**Listed entries:**
━━━━

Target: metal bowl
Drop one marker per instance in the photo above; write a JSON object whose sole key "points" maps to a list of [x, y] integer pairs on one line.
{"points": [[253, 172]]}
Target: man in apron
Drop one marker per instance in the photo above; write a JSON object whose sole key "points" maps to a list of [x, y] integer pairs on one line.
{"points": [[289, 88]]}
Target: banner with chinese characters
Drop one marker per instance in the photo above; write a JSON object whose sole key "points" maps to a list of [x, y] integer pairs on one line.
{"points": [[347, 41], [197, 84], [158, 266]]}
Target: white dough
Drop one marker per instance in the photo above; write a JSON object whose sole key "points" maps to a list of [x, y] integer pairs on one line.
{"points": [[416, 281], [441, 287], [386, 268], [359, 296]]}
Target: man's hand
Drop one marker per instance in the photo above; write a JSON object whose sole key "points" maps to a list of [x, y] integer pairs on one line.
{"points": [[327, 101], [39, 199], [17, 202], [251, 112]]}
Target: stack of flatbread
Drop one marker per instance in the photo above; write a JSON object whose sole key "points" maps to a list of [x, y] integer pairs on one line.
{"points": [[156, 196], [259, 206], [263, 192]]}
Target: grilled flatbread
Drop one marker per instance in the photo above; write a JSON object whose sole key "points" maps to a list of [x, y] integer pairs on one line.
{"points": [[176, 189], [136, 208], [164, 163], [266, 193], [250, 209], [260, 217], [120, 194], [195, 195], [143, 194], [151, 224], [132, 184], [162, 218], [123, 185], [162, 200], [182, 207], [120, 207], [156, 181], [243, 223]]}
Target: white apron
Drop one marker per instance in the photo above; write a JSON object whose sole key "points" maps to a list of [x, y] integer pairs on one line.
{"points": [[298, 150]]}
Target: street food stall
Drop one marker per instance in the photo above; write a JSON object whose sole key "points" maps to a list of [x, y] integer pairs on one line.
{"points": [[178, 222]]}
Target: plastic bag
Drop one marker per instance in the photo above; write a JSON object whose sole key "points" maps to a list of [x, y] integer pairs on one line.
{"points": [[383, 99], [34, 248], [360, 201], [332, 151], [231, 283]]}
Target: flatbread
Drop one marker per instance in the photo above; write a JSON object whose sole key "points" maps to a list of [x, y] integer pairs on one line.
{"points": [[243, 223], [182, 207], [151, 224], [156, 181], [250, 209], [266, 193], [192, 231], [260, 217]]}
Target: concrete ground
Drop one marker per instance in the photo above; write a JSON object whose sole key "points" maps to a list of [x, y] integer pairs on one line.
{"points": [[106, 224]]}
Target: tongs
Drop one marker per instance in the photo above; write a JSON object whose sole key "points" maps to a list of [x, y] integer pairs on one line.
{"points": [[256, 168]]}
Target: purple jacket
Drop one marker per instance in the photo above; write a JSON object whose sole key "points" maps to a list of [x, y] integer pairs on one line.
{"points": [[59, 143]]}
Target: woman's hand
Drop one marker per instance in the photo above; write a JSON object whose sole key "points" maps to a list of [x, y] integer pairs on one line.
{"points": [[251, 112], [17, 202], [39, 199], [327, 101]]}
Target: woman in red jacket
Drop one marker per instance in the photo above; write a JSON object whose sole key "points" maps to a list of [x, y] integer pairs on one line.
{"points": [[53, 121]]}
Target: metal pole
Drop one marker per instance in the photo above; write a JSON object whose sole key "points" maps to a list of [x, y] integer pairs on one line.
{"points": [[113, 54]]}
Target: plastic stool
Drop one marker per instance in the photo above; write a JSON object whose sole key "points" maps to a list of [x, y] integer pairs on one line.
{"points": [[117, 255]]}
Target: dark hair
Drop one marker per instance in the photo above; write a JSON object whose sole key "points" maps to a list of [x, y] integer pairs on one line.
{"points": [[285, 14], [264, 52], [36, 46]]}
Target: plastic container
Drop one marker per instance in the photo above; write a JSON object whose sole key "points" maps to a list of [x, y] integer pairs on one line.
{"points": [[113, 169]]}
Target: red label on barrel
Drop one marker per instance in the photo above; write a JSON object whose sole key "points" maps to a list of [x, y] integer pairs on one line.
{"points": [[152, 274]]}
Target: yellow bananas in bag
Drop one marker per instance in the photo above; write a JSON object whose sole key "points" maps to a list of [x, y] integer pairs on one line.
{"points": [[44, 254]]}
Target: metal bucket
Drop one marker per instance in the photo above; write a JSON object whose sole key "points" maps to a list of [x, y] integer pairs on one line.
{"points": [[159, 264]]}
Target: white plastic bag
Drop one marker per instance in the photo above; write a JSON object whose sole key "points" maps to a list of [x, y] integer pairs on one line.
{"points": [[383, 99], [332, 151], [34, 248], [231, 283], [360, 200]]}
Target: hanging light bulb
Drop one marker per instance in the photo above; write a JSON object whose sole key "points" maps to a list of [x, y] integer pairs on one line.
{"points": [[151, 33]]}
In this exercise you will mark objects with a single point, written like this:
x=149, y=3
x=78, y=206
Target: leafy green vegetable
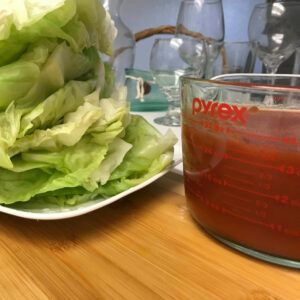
x=66, y=135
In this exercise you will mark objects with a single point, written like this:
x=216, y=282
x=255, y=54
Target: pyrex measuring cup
x=241, y=154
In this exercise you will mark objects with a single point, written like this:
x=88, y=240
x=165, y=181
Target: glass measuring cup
x=241, y=155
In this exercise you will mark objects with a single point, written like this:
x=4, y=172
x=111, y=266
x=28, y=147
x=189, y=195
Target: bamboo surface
x=145, y=246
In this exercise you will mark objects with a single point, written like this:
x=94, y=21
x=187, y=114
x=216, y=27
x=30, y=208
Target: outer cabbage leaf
x=61, y=66
x=51, y=111
x=151, y=153
x=39, y=181
x=9, y=128
x=66, y=134
x=21, y=74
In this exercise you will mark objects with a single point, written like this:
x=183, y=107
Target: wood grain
x=146, y=246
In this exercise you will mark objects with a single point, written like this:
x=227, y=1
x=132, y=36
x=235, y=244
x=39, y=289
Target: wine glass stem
x=272, y=69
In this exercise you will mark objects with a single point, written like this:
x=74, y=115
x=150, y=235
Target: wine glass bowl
x=272, y=32
x=202, y=20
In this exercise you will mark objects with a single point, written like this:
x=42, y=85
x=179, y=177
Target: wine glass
x=201, y=20
x=237, y=57
x=167, y=67
x=272, y=32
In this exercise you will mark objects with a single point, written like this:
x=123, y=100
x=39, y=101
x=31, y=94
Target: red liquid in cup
x=242, y=179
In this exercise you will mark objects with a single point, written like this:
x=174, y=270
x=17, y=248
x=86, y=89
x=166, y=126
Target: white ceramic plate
x=84, y=208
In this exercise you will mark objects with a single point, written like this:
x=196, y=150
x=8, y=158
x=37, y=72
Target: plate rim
x=51, y=216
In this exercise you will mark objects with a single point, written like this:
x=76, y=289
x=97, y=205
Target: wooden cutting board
x=145, y=246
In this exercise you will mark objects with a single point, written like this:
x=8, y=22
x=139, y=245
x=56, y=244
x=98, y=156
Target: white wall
x=142, y=14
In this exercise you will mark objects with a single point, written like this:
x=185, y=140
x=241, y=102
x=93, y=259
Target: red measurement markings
x=244, y=181
x=241, y=171
x=213, y=125
x=227, y=156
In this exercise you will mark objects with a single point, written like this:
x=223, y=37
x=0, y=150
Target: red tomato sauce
x=242, y=180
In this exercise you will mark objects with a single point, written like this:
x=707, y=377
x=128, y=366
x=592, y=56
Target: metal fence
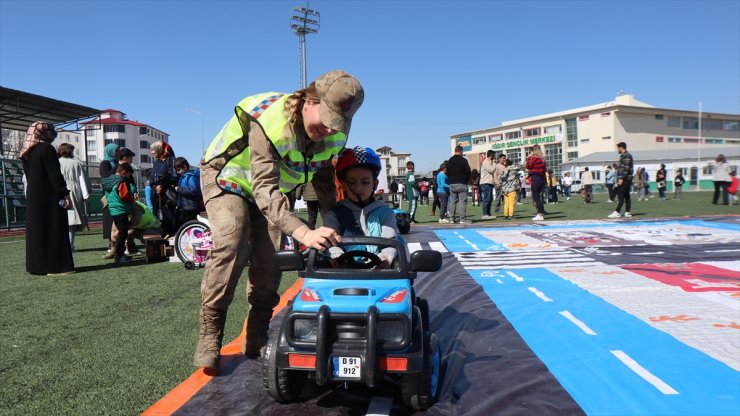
x=13, y=199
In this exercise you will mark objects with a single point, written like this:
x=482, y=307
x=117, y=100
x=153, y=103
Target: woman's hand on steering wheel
x=349, y=259
x=321, y=238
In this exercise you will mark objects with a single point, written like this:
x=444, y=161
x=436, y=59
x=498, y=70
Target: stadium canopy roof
x=19, y=109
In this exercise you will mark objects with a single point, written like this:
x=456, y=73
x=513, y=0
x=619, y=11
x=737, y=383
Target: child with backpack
x=509, y=188
x=119, y=191
x=359, y=213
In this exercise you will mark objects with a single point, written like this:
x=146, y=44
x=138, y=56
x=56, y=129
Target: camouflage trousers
x=240, y=233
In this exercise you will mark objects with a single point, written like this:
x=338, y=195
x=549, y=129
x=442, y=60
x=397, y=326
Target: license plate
x=347, y=367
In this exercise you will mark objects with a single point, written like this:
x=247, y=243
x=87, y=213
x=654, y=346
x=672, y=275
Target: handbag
x=171, y=197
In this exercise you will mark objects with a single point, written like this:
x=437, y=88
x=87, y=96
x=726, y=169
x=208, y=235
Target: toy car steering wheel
x=348, y=260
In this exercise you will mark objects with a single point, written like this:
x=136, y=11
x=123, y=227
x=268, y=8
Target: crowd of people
x=454, y=180
x=249, y=195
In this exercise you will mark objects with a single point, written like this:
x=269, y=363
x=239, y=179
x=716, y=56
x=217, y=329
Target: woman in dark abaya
x=107, y=168
x=48, y=250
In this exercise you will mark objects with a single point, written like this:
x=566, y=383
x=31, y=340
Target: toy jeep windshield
x=356, y=324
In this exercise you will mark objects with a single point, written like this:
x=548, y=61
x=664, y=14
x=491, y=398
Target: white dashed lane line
x=515, y=276
x=539, y=294
x=438, y=246
x=414, y=247
x=569, y=316
x=633, y=365
x=380, y=406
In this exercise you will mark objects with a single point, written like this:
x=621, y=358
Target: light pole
x=304, y=21
x=202, y=143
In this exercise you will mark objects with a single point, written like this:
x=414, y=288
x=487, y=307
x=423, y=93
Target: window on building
x=711, y=124
x=571, y=129
x=515, y=155
x=730, y=125
x=690, y=123
x=513, y=135
x=114, y=128
x=119, y=142
x=554, y=157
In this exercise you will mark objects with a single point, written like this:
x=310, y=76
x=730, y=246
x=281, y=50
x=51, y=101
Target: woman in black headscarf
x=48, y=250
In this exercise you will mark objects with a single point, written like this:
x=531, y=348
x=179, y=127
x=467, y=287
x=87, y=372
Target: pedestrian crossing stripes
x=524, y=259
x=432, y=245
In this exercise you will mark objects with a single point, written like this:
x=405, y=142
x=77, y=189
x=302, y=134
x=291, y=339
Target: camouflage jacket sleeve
x=323, y=184
x=265, y=185
x=625, y=165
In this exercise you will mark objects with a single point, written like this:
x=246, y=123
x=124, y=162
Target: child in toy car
x=360, y=214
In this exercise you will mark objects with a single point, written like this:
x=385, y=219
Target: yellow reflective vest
x=265, y=111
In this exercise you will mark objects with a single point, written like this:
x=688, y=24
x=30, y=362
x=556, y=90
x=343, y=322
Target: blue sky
x=430, y=68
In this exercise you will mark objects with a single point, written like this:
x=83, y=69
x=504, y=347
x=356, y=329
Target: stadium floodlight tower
x=304, y=21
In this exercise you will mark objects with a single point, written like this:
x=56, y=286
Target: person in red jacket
x=537, y=167
x=732, y=190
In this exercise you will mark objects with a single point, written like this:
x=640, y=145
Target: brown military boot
x=257, y=324
x=111, y=253
x=208, y=351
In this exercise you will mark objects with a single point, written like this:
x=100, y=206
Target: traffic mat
x=579, y=317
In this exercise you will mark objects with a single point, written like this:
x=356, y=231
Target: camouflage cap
x=340, y=95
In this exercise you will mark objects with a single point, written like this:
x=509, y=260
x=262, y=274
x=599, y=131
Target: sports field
x=113, y=340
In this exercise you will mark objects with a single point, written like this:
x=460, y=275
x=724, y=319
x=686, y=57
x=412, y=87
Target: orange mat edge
x=179, y=395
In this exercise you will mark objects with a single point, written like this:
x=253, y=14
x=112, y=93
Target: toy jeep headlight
x=390, y=331
x=305, y=330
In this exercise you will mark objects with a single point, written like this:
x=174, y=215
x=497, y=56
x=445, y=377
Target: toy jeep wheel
x=283, y=385
x=404, y=227
x=420, y=390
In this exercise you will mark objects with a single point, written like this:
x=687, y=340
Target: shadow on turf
x=108, y=265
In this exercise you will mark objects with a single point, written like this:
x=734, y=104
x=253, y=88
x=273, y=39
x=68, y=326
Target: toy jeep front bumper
x=351, y=335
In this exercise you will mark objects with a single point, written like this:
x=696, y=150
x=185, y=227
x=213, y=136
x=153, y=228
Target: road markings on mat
x=414, y=247
x=539, y=294
x=380, y=406
x=438, y=246
x=569, y=316
x=633, y=365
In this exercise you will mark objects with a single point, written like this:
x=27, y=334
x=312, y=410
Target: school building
x=569, y=138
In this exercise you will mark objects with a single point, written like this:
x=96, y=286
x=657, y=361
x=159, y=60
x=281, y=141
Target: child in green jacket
x=120, y=191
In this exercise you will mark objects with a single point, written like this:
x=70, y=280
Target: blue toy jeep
x=355, y=324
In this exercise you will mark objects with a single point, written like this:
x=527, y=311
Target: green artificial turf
x=113, y=340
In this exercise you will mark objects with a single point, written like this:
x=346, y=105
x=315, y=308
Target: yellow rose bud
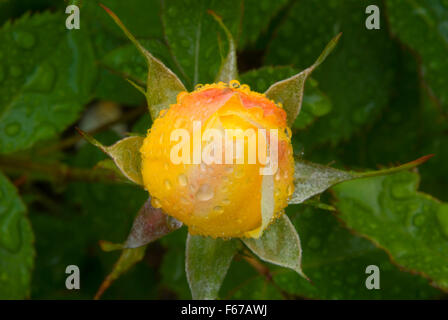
x=218, y=198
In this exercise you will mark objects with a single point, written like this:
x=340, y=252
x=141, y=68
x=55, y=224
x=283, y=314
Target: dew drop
x=290, y=190
x=234, y=84
x=182, y=179
x=167, y=184
x=205, y=193
x=156, y=203
x=219, y=209
x=239, y=173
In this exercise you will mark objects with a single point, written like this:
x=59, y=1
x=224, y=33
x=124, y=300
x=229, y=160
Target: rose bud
x=217, y=157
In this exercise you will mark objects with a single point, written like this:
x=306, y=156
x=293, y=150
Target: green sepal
x=289, y=92
x=125, y=153
x=162, y=85
x=206, y=263
x=311, y=179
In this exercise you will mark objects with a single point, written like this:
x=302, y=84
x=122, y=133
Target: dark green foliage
x=379, y=99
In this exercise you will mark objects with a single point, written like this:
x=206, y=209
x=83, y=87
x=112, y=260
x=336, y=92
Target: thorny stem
x=58, y=171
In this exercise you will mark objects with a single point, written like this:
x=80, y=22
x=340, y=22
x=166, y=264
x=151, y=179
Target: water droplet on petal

━━━━

**Exercise aim:** Return a word-for-word copy of the lines above from the one holding "x=283, y=314" through the one holding "x=229, y=160", with both of them included and nothing besides.

**Solution for this problem:**
x=283, y=314
Target: dew drop
x=290, y=190
x=234, y=84
x=182, y=179
x=167, y=184
x=205, y=193
x=156, y=203
x=219, y=209
x=239, y=173
In this exercise you will mark objects with a single point, written like this:
x=59, y=1
x=224, y=33
x=124, y=300
x=229, y=160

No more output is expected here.